**EXERCISE INSTRUCTIONS**:
#1 In the hypertension passage, copy the text word for word from "Various potential risk" up to and including "high BP (38).".
#2 Using the hypertension passage, explain in one to three sentences why the SNS and HPA axes release chemical mediators when a person faces stressful events.

**PAGE EXTRACT**:

______________________________

Various potential risk factors, including psychosocial factors and stressful experiences in war life in Gaza, may play a role in developing hypertension (34). Frequent exposure to stressful events is thought to be one of the most common environmental causes of hypertension on a physiological basis (35). Studies have shown that those stressful events induce various neurochemical, neurotransmitter, and hormonal changes, predominantly by triggering the sympathetic nervous system (SNS) and hypothalamic-pituitary-adrenal (HPA) axes (36). SNS and HPA axes are woken up to release chemical mediators to protect the body from stress (37). This is in line with a cohort study of 122.816 adults aged ≥30 years, with a different cultural and socioeconomic setting population in France, where perceived stress was significantly associated with high BP (38).

______________________________

**MATERIAL SHOWN**:
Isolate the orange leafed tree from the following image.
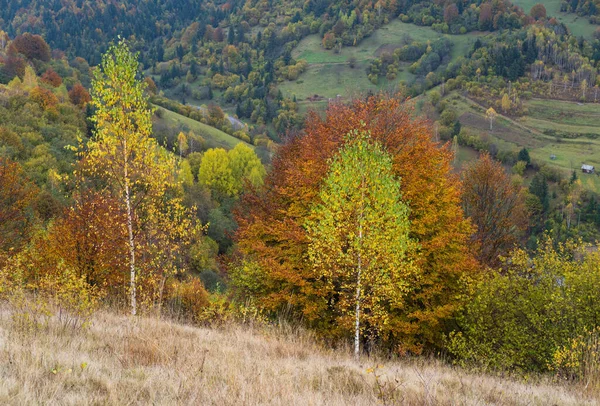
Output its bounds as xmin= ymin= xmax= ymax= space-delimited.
xmin=42 ymin=189 xmax=127 ymax=296
xmin=0 ymin=157 xmax=36 ymax=265
xmin=236 ymin=96 xmax=478 ymax=352
xmin=462 ymin=154 xmax=528 ymax=267
xmin=69 ymin=83 xmax=92 ymax=108
xmin=41 ymin=68 xmax=62 ymax=87
xmin=9 ymin=32 xmax=50 ymax=62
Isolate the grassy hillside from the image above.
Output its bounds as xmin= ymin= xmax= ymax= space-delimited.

______________________________

**RESPONSE LIST**:
#1
Various potential risk factors, including psychosocial factors and stressful experiences in war life in Gaza, may play a role in developing hypertension (34). Frequent exposure to stressful events is thought to be one of the most common environmental causes of hypertension on a physiological basis (35). Studies have shown that those stressful events induce various neurochemical, neurotransmitter, and hormonal changes, predominantly by triggering the sympathetic nervous system (SNS) and hypothalamic-pituitary-adrenal (HPA) axes (36). SNS and HPA axes are woken up to release chemical mediators to protect the body from stress (37). This is in line with a cohort study of 122.816 adults aged ≥30 years, with a different cultural and socioeconomic setting population in France, where perceived stress was significantly associated with high BP (38).

#2 Stressful events trigger the sympathetic nervous system and the hypothalamic-pituitary-adrenal axes, which causes neurochemical, neurotransmitter, and hormonal changes. These systems are activated and release chemical mediators to protect the body from stress.